Point labeling examples:
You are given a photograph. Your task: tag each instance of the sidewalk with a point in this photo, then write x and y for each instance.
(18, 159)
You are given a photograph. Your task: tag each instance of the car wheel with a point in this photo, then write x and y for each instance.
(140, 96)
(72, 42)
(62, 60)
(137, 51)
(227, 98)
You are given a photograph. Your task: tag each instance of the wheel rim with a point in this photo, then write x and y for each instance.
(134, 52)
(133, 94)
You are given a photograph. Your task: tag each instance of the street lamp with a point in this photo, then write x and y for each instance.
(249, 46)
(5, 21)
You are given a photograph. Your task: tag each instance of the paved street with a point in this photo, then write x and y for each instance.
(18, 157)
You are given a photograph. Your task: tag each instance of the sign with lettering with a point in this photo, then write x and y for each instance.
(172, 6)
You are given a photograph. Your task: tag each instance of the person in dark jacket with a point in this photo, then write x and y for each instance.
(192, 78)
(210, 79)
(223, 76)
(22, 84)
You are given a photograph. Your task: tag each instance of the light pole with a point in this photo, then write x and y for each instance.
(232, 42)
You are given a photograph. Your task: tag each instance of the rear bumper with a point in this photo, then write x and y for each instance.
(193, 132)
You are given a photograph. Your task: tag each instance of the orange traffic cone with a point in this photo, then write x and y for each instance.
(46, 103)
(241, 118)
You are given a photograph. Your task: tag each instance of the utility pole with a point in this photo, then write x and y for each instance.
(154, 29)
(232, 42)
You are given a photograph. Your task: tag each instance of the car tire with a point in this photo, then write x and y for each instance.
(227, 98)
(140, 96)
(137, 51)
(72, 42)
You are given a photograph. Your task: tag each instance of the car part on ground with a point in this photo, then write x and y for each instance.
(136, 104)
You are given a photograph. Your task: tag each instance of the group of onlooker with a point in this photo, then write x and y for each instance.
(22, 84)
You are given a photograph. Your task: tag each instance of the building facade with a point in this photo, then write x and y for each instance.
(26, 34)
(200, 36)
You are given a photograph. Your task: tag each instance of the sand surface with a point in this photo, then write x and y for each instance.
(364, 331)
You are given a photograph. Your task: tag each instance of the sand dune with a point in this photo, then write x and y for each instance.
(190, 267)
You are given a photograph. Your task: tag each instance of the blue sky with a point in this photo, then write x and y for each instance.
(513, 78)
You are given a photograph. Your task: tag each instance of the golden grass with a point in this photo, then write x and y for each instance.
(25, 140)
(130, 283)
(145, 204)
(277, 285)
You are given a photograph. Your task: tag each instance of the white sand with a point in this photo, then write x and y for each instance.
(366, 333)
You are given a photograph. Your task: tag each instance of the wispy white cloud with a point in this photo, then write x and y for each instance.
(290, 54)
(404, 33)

> **EXERCISE BRIEF**: Restate the data above word for word.

> **RESULT OF THE TASK**:
You are given a photograph. Your task: tag each instance of the sidewalk with a point in this photo, then write x and y for each instance.
(18, 159)
You are given a photograph. Your task: tag each instance of the car wheel with a point in this photo, then write x and y for each instance.
(140, 96)
(72, 42)
(62, 60)
(137, 51)
(227, 98)
You are given a photograph. Your task: tag each instance of the wheel rim with a point in this photo, then write x and y for each instance.
(134, 52)
(133, 94)
You are given a photograph. Your task: tag each instance of the street lamp with a point in this photo, then write x and y for each instance.
(249, 46)
(5, 21)
You are given a photograph. Your task: tag each instance of the paved street with a point in this photo, then write x and y for each instance.
(18, 157)
You are given a photograph. Your task: tag each instance of the sign with lettering with a point in this photo, then write x and y for each instance.
(172, 6)
You are given a photograph. Your task: tag each instance of the person in dark jacket with a point in this photo, then write x and y for each instance.
(192, 78)
(210, 79)
(223, 76)
(22, 84)
You are given a photograph. Your task: tag each instance of the light pole with a point in this photo, then write x and y for each instance.
(232, 42)
You are given a photograph. Your task: tag each instance of the rear bumper with a point in this photo, then write x and y for each instance.
(193, 132)
You are given a photograph. Your task: tag each instance of the orange traffic cone with a point in this photo, then write x and y for each instance.
(46, 103)
(241, 118)
You are given a photograph. Your task: tag each instance of the utility pole with a point in this photo, then write x and y for each instance.
(154, 29)
(232, 42)
You are given a photograph. Your task: tag each instance of the car tire with a point in this photo, then write x and y for each instance.
(227, 98)
(140, 96)
(137, 51)
(72, 42)
You are given a photograph. Your task: tag each instance of the car part on ground with a point in this photo, then write x and y for each instance.
(136, 104)
You are given a photograph. Your task: tag each instance of the group of onlooker with a point in this photo, then write x and y for each instance.
(22, 84)
You are given a photograph. Your task: tag each instance of the building facade with a point in this photo, then write x and y for each instance.
(26, 34)
(200, 36)
You are given a photograph. Your task: tag each instance of the sand surface with a point in this photo, then write x and y for each instance.
(364, 331)
You are given a photograph. Your task: tag each instance of the sand dune with a point in this photo, then write x and y for each instance.
(190, 267)
You are given a photograph. Your task: tag each instance of the blue sky with a point in this photo, then write x and y for each instance.
(513, 78)
You are given a photograph. Your task: tag each instance of the golden grass with a point in this photo, then write x and y for each instance.
(25, 140)
(130, 283)
(145, 204)
(277, 285)
You are given a photograph. Your task: tag each instance of the white sand with a point in this photo, then write x and y for each instance.
(366, 333)
You are given a photograph. Your task: tag each instance of the wispy white cloud with a point in this photo, then write x and y for each instance.
(290, 54)
(404, 33)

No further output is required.